SET TASK —
Output the rows as a Markdown table with the columns "No." and "Line," starting at the first row and ending at the row that contains "point(290, 281)", both ends included, leaving out blank lines.

RECORDS PROVIDED —
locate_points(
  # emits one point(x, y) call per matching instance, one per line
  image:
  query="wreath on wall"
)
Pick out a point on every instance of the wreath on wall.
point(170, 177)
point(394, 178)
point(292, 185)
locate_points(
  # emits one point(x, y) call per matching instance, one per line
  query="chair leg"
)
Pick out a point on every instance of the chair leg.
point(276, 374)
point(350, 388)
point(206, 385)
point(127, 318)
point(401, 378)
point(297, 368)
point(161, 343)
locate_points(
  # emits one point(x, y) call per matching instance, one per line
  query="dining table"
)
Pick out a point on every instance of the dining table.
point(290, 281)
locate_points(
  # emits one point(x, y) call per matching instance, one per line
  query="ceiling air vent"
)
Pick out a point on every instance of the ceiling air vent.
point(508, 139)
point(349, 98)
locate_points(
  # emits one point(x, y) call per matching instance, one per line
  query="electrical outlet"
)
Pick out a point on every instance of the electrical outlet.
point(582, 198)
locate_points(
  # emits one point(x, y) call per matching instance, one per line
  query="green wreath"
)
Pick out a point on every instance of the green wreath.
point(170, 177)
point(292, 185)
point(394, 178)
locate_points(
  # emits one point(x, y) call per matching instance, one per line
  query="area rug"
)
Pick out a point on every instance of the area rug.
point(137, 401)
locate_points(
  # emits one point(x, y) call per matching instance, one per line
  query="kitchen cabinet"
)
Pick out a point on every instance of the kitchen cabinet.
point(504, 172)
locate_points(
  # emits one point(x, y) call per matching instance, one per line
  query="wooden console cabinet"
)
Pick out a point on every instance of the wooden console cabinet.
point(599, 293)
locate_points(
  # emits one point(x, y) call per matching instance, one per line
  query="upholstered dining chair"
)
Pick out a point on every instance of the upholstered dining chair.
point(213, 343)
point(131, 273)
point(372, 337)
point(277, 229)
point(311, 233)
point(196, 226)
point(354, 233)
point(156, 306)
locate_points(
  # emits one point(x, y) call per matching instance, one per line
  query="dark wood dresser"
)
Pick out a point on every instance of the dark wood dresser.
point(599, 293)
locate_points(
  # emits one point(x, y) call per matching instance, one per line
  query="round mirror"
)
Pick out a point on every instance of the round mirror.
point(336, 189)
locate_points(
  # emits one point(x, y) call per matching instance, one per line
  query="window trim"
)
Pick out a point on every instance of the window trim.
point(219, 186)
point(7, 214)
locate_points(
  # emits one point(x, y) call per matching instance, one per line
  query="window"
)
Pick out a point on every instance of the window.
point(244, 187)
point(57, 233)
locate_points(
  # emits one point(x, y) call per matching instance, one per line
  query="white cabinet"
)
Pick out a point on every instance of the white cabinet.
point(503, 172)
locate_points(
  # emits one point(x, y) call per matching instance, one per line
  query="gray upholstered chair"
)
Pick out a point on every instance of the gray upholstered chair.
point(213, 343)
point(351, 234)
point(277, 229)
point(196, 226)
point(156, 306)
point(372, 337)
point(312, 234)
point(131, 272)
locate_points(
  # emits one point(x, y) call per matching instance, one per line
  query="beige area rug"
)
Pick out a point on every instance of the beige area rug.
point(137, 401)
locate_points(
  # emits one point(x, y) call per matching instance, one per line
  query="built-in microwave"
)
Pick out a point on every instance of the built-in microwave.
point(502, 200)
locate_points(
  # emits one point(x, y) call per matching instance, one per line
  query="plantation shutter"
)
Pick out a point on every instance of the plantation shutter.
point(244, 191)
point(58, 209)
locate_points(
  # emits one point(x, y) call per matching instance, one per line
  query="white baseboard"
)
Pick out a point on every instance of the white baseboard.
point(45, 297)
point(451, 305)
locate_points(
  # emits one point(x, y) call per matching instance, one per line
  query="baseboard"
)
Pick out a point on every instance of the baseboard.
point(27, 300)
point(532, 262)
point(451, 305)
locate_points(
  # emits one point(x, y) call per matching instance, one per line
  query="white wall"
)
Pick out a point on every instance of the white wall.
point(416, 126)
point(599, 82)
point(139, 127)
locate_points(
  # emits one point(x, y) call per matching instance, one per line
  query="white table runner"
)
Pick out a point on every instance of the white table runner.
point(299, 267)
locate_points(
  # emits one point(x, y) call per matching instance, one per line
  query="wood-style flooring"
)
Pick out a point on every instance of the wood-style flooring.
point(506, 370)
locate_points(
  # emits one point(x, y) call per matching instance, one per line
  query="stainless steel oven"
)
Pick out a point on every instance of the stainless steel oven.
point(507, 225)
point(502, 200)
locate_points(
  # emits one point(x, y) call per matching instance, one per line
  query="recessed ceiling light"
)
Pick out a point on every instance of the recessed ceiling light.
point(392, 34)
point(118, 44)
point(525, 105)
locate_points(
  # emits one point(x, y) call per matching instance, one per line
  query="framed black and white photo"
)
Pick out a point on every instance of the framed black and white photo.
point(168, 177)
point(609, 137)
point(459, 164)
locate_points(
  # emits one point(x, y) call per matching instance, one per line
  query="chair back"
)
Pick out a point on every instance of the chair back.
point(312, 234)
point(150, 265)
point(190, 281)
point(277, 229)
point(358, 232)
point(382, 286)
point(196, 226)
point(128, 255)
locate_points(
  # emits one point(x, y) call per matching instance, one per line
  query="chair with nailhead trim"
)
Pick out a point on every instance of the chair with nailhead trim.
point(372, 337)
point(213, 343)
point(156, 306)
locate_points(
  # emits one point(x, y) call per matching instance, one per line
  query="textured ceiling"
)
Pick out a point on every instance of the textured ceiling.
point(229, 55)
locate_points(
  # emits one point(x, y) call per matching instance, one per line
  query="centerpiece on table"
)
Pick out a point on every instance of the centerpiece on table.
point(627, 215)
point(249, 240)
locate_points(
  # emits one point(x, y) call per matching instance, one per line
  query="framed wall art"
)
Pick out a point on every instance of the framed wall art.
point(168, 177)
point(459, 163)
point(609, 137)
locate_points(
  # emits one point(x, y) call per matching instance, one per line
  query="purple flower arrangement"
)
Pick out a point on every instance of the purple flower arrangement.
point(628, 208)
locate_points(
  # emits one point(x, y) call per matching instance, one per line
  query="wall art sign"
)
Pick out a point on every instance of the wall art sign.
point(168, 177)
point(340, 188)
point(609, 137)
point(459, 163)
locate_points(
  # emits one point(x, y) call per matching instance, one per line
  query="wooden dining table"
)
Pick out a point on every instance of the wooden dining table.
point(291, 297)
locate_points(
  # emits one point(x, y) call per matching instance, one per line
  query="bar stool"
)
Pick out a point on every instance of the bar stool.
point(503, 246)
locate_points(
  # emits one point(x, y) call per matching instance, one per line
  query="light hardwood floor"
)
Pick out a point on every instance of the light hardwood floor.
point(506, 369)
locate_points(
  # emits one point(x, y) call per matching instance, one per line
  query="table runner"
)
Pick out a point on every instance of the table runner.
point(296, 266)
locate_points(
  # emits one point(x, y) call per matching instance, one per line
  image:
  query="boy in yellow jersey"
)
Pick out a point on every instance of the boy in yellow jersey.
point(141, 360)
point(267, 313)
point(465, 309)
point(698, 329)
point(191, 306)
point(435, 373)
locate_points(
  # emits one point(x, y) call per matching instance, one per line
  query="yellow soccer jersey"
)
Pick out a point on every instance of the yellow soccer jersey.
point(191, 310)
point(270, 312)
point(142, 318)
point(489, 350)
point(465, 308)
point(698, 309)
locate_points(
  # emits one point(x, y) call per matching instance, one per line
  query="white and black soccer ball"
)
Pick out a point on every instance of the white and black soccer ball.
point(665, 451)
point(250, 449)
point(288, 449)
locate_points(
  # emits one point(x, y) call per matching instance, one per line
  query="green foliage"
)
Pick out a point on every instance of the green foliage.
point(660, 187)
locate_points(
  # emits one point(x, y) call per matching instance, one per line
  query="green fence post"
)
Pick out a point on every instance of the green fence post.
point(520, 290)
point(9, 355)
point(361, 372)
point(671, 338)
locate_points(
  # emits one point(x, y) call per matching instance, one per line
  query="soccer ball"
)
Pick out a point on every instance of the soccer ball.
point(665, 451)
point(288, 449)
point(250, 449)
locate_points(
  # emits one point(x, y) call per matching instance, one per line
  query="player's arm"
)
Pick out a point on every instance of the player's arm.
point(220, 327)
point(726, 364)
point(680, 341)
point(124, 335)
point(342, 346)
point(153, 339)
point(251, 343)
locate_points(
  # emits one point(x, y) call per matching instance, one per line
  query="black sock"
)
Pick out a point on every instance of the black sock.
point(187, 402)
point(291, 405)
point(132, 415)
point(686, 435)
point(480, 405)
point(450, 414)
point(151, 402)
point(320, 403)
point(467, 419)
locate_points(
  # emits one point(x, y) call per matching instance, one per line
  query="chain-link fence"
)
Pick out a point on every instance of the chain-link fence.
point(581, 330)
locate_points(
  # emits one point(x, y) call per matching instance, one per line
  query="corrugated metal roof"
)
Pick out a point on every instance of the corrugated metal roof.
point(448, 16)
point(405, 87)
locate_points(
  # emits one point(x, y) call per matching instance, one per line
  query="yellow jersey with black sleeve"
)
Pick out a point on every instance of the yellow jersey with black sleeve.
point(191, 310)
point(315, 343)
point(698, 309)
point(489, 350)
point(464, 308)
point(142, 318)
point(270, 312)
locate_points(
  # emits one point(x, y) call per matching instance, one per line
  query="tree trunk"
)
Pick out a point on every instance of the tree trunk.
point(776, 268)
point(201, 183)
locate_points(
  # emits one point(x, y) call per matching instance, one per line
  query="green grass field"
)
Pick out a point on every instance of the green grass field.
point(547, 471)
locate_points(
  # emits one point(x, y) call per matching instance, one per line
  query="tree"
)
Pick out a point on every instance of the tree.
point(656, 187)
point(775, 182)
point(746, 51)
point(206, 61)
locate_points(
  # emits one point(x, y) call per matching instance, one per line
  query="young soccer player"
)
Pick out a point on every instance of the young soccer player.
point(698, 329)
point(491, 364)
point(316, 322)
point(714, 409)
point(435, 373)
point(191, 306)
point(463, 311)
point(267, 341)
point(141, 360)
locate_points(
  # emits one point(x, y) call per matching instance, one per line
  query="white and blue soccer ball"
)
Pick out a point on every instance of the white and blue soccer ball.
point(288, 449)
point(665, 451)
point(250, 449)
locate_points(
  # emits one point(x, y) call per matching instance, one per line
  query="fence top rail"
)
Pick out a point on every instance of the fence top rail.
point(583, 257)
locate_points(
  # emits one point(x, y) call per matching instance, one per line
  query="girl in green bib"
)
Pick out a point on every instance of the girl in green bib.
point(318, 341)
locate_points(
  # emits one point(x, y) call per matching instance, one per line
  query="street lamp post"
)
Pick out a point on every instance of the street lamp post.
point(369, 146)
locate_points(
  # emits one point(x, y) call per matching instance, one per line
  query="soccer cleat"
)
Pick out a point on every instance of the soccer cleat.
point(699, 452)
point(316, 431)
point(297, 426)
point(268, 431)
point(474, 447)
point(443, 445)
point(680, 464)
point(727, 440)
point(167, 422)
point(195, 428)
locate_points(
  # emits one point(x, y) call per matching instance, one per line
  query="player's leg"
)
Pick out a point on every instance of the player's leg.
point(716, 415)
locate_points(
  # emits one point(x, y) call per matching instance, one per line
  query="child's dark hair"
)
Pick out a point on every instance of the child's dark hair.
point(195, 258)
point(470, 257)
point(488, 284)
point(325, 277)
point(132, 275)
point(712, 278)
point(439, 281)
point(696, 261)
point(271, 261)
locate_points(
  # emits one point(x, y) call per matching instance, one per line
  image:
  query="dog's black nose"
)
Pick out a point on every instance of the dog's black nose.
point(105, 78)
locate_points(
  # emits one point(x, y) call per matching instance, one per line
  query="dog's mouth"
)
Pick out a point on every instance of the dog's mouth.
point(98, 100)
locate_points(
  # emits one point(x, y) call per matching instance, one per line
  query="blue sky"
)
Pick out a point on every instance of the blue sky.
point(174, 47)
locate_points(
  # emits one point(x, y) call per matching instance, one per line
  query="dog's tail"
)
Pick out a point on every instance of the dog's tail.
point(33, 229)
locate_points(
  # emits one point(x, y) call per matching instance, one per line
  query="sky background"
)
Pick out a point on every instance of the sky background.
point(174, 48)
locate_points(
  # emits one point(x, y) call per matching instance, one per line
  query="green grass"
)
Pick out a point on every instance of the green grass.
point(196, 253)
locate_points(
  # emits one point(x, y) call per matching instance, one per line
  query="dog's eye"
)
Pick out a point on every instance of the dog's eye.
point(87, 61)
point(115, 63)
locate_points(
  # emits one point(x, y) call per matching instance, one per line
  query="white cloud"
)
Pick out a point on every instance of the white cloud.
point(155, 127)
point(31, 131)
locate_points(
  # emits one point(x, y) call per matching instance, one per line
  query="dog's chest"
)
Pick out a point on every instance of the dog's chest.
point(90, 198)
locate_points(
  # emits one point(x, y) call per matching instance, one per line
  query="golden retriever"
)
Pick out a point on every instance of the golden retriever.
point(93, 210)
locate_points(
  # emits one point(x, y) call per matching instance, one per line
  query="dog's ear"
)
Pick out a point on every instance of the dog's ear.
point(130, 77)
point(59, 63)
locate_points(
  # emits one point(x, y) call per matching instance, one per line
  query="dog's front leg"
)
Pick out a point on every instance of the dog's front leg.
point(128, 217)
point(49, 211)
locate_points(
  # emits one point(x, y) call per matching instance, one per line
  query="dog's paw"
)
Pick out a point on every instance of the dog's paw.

COMPLETE OUTPUT —
| No. | Line |
|---|---|
| 1 | locate_points( |
| 2 |   # emits one point(x, y) call per matching instance, one per line |
| 3 |   image: |
| 4 |   query="wreath on wall" |
| 5 | ) |
| 6 | Pick out a point on every instance of the wreath on wall. |
| 7 | point(170, 177) |
| 8 | point(394, 178) |
| 9 | point(292, 185) |
| 10 | locate_points( |
| 11 |   # emits one point(x, y) call per matching instance, one per line |
| 12 |   query="chair leg" |
| 13 | ) |
| 14 | Pick out a point on every instance of the chair leg. |
| 15 | point(276, 374) |
| 16 | point(350, 388) |
| 17 | point(206, 385) |
| 18 | point(127, 318) |
| 19 | point(401, 378) |
| 20 | point(297, 368) |
| 21 | point(161, 343) |
| 22 | locate_points( |
| 23 |   # emits one point(x, y) call per matching instance, one per line |
| 24 |   query="dining table" |
| 25 | ) |
| 26 | Pick out a point on every instance of the dining table. |
| 27 | point(290, 281) |